* BEGIN *
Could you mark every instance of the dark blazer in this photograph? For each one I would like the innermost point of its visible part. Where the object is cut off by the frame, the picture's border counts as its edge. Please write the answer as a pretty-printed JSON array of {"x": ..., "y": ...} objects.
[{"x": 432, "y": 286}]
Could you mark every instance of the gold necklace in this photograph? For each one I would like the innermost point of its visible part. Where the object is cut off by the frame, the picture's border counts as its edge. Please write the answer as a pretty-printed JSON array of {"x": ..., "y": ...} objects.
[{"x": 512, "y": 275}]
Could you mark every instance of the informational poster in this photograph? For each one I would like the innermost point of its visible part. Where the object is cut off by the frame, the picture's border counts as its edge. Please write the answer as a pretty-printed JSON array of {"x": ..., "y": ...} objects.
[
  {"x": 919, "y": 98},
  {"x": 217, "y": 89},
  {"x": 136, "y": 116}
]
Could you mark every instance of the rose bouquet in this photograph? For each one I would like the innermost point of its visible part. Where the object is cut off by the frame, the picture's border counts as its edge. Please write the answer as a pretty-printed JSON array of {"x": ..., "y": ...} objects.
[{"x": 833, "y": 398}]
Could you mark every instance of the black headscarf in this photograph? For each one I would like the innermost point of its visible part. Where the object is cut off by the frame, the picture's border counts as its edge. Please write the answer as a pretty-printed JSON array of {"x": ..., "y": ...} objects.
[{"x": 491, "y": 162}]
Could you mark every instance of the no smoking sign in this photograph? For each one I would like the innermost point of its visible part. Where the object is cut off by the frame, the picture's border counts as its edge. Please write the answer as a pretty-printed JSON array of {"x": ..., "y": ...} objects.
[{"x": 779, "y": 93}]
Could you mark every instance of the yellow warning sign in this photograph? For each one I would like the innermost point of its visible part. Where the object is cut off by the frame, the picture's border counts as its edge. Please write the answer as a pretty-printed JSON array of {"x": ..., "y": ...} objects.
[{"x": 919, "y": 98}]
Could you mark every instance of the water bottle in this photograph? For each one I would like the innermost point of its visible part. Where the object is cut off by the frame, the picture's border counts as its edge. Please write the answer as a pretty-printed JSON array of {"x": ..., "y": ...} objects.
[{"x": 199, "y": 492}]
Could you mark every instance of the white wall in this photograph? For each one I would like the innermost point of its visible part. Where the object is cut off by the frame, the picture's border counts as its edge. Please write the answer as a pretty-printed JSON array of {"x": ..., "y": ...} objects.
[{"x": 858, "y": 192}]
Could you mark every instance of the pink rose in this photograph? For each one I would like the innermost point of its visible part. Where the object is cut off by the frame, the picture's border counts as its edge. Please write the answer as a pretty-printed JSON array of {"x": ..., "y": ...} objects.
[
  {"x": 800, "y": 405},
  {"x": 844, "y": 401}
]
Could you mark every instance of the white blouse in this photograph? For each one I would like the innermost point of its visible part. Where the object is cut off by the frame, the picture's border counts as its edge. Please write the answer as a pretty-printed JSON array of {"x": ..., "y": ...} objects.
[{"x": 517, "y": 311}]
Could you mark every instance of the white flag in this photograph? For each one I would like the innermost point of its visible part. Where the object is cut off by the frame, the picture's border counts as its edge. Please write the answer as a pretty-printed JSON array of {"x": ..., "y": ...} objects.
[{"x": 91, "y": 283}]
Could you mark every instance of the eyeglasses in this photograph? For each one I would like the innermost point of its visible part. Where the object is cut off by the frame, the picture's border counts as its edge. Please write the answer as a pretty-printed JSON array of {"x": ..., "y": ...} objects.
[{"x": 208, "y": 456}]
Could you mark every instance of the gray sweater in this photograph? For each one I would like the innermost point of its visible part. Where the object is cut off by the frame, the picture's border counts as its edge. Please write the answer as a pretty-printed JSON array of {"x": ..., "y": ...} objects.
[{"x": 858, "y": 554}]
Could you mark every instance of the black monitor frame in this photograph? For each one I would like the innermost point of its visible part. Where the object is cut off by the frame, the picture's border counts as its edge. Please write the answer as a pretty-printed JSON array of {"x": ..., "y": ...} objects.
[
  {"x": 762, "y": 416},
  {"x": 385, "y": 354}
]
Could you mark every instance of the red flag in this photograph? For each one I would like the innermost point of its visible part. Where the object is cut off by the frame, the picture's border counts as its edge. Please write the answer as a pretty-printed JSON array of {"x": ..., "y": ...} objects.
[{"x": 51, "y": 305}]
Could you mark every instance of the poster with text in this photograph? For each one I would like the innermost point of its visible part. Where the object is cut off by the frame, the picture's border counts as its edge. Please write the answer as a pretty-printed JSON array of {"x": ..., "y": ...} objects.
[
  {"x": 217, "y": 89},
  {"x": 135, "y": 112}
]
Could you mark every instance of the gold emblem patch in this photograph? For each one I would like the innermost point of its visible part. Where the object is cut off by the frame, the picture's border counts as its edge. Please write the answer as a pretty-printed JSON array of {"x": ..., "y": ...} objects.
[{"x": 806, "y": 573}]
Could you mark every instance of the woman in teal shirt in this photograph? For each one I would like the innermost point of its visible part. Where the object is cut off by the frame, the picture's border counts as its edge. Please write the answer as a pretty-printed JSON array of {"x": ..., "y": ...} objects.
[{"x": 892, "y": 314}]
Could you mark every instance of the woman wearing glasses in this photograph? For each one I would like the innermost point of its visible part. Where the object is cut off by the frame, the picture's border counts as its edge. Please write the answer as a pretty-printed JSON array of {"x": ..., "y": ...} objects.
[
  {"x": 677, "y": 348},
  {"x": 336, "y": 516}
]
* END *
Extract the complete listing above, reproducing each line exactly.

> Solution to this problem
Could you mark every instance of the dark blazer in this photograph? For each one I would like the innermost point of its visible part. Where the object is cut off by the frame, the picture's border counts as its edge. Please write the answer as a pretty-printed JSON array of {"x": ..., "y": ...} objects.
[{"x": 432, "y": 286}]
Could you mark every instance of the gold necklace in this photograph? For each one I would like the innermost point of its visible part. Where the object is cut off by the frame, the picture's border counts as its edge. Please write the answer as a pretty-printed JSON array of {"x": ..., "y": ...} objects.
[{"x": 512, "y": 275}]
Could you mark every instance of the informational poster in this photograph? For each one I would like the innermost point of its visible part. Where the object is cut off by the frame, the picture's border counts as its edge. Please write the answer as a pretty-printed JSON array of {"x": ..., "y": ...} objects.
[
  {"x": 919, "y": 98},
  {"x": 217, "y": 89},
  {"x": 136, "y": 116}
]
Could you mark every instance of the rose bouquet in this photograph? For each one I would like the innermost point of its visible part. Where the object is cut off by the frame, the picture's border counts as its edge. Please write the answer as a pretty-printed JSON array of {"x": ..., "y": ...} objects.
[{"x": 833, "y": 398}]
Could you mark every instance of the black headscarf in this photograph? For each one I would like the innermost point of its visible part. Where the object is cut off by the frame, the picture's border counts as its edge. Please write the answer as a pretty-printed JSON array of {"x": ..., "y": ...} objects.
[{"x": 491, "y": 162}]
Could you mark every instance of the no smoking sign in this photograph? For each one I would like the innermost point of its visible part. Where the object is cut off by the frame, the picture's border counts as its edge. Please write the answer as a pretty-printed JSON array of {"x": ..., "y": ...} objects.
[{"x": 779, "y": 93}]
Could you mark every instance of the yellow warning sign in this photograph? For each one I would like the innermost point of its visible part. Where the object is cut off by the frame, the picture's border counts as its edge. Please write the answer as a pretty-printed JSON array of {"x": ..., "y": ...} objects.
[{"x": 919, "y": 98}]
Could you mark every instance of the water bottle in this photograph? For each one I would like the innermost point of its visible part. Where the object is cut off by the frame, the picture's border counts as its edge. Please write the answer as a pretty-printed JSON array of {"x": ..., "y": ...} objects.
[{"x": 199, "y": 492}]
Could you mark every instance of the white wall in this photograph? For each one I would like the innermost point of its visible part. Where the object is cut off by the frame, the picture's border counts as its edge. Please write the answer as a pretty-printed JSON array of {"x": ..., "y": ...} objects.
[{"x": 858, "y": 192}]
Could you mark every instance of the pink rose in this photograph? For each one I would like the innermost point of its visible part. Where the object is cut off by the frame, the picture's border counts as its edge. Please write the answer as a pretty-printed JSON array of {"x": ..., "y": ...} objects.
[
  {"x": 800, "y": 405},
  {"x": 844, "y": 401}
]
Could you mark every instance of the white blouse in this photograph? For each one I would like the innermost point of its visible part. Where the object is cut off by the frame, the picture's border counts as its edge. Please write the answer as a pretty-printed JSON array of {"x": ..., "y": ...} objects.
[{"x": 517, "y": 311}]
Could you mark every instance of the white flag in this photograph? For each one I would like the innermost point of its visible part. Where the object is cut off by the frame, the picture's border counts as its edge. Please write the answer as a pretty-printed JSON array of {"x": ..., "y": ...} objects.
[{"x": 91, "y": 283}]
Could you mark every instance of the eyeglasses in this photograph? For each one I would like the innermost point of its visible part. Where the object is cut off by the frame, the picture's border counts as its edge. Please write the answer as a pretty-printed JSON array of {"x": ..., "y": ...} objects.
[{"x": 208, "y": 456}]
Could you mark every instance of the gray sweater in this photograph? For each one I would like the innermost point of its visible part. Where the object is cut off by the frame, the picture's border counts as its edge. Please write the answer as a pretty-printed JSON array of {"x": ..., "y": ...} objects.
[{"x": 858, "y": 554}]
Could you mark every instance of the black monitor frame in this photograph? For each one I would like the innermost point of its visible part. Where the object is cut off by the frame, the picture's border counts as its edge. Please write the answer as a pretty-printed JSON array of {"x": ..., "y": ...} objects.
[
  {"x": 762, "y": 416},
  {"x": 385, "y": 354}
]
Could you mark every instance of the red flag in this photograph? For each one I would like the innermost point of its visible part. Where the object is cut off by the frame, the picture's border counts as its edge. Please write the answer as a pretty-printed JSON array of {"x": ..., "y": ...} objects.
[{"x": 51, "y": 305}]
Could you mark every instance of the poster with text in this photograph? For each one I would like the innermost point of its visible part. Where the object is cut off by the frame, the picture's border counts as its edge. Please write the answer as a pretty-printed JSON array of {"x": ..., "y": ...} objects.
[
  {"x": 217, "y": 89},
  {"x": 135, "y": 112}
]
Could you mark every instance of the gold emblem patch in this photograph? For each one I would like the innermost point of its visible part. Where the object is cut off by the frame, the picture's border counts as its edge. Please write the answer as a pretty-printed JSON array of {"x": ..., "y": ...} objects.
[{"x": 806, "y": 573}]
Could you mark every instance of the woman in teal shirt in this photograph? For each one I would like the innermost point of its visible part. Where the object is cut off by the frame, the picture's border counts as its edge. Please write the answer as a pretty-printed JSON array of {"x": ..., "y": ...} objects.
[{"x": 892, "y": 314}]
Could you mark every instance of the woman wearing glasses in this photograph? For each one I would like the innermost point of its visible part. Where the object is cut off by the frame, the picture's border counts as its edge. Please write the answer as a pretty-printed JSON array of {"x": ..., "y": ...} objects.
[
  {"x": 677, "y": 348},
  {"x": 336, "y": 516}
]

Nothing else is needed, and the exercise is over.